*Location annotation dataset excerpts*.
_ _ _
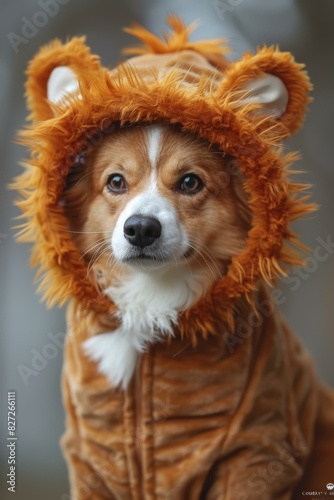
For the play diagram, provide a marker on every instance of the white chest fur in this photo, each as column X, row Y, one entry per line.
column 148, row 308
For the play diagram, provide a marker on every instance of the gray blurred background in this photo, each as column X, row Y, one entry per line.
column 303, row 27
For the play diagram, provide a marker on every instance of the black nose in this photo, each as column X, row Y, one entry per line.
column 141, row 231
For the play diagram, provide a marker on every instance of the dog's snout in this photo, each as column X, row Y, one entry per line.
column 141, row 230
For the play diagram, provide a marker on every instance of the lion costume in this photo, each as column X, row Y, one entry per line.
column 229, row 407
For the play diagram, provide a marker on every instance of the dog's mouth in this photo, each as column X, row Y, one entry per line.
column 143, row 257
_ _ _
*TASK BRIEF*. Rewrite every line of the rows above as a numbered list, skipping any blank lines. Leave the pictures out.

*ANSWER BELOW*.
1. For the play diagram, provide a marker on every instance of the white chest fur in this photo, each as column X, row Y, one entry per line.
2. column 148, row 308
3. For the play diagram, provide a marker on every instance of the gray blurred background in this photo, each as column X, row Y, one entry per line.
4. column 303, row 27
5. For the play diagram, provide a marker on every instance of the black nose in this photo, each as column X, row Y, one entry per line.
6. column 141, row 231
7. For the play diagram, provide a marker on every instance of the dog's snout in this photo, each as column X, row Y, one entry per line.
8. column 141, row 230
9. For the play diagram, provide a marker on every instance of the lion costume in this photo, each as column X, row Y, one entry per line.
10. column 229, row 407
11. For the play diagram, provide a marker on every instance of the dog's mouth in this photo, each as column X, row Y, one entry per line.
12. column 143, row 257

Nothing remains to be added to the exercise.